Check every line of the entries for "clicks", and copy the lines that hold it.

Records shown »

++++

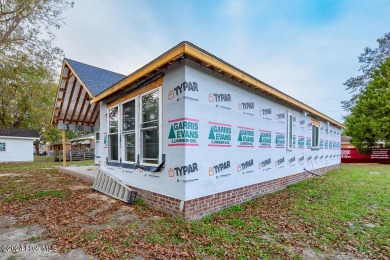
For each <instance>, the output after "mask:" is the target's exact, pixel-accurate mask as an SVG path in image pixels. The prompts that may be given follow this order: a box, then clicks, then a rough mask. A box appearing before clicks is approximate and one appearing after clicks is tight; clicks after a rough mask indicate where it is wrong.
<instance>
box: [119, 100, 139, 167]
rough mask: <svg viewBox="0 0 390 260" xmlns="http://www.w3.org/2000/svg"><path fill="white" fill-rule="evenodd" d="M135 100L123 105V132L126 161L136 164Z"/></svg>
mask: <svg viewBox="0 0 390 260" xmlns="http://www.w3.org/2000/svg"><path fill="white" fill-rule="evenodd" d="M135 108H136V105H135V99H133V100H130V101H129V102H126V103H124V104H122V131H123V140H124V156H123V158H124V161H126V162H135V161H136V159H135V156H136V149H135V148H136V146H135V143H136V136H135V131H136V129H135V127H136V120H135Z"/></svg>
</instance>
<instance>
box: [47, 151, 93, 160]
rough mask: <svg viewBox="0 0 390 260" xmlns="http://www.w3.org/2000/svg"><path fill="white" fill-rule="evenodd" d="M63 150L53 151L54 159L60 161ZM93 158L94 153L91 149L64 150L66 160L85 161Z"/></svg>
mask: <svg viewBox="0 0 390 260" xmlns="http://www.w3.org/2000/svg"><path fill="white" fill-rule="evenodd" d="M62 155H63V151H62V150H59V151H55V152H54V161H56V162H62V158H63V157H62ZM93 159H95V154H94V152H93V151H66V160H67V161H85V160H93Z"/></svg>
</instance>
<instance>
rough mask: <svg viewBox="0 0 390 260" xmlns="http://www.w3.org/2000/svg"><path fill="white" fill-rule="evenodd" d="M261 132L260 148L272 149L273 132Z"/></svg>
mask: <svg viewBox="0 0 390 260" xmlns="http://www.w3.org/2000/svg"><path fill="white" fill-rule="evenodd" d="M259 131H260V137H259V144H260V145H259V147H260V148H271V143H272V131H268V130H259Z"/></svg>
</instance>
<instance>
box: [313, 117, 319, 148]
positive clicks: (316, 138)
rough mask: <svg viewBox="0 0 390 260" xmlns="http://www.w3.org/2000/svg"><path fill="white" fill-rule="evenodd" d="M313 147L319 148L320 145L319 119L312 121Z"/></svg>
mask: <svg viewBox="0 0 390 260" xmlns="http://www.w3.org/2000/svg"><path fill="white" fill-rule="evenodd" d="M311 126H312V127H311V147H312V148H318V146H319V133H320V131H319V130H320V123H319V122H318V121H315V120H312V121H311Z"/></svg>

++++

Response for this exercise »
For each <instance>, the output after "mask:" is the target's exact, pixel-accurate mask as an SVG path in image pixels. The prompts that may be given follow this order: a box, then clicks, then a rough mask. A box appearing before clicks is approximate and one appearing after clicks is tight; clicks after a rough mask indicate where it is wrong.
positive clicks: (316, 138)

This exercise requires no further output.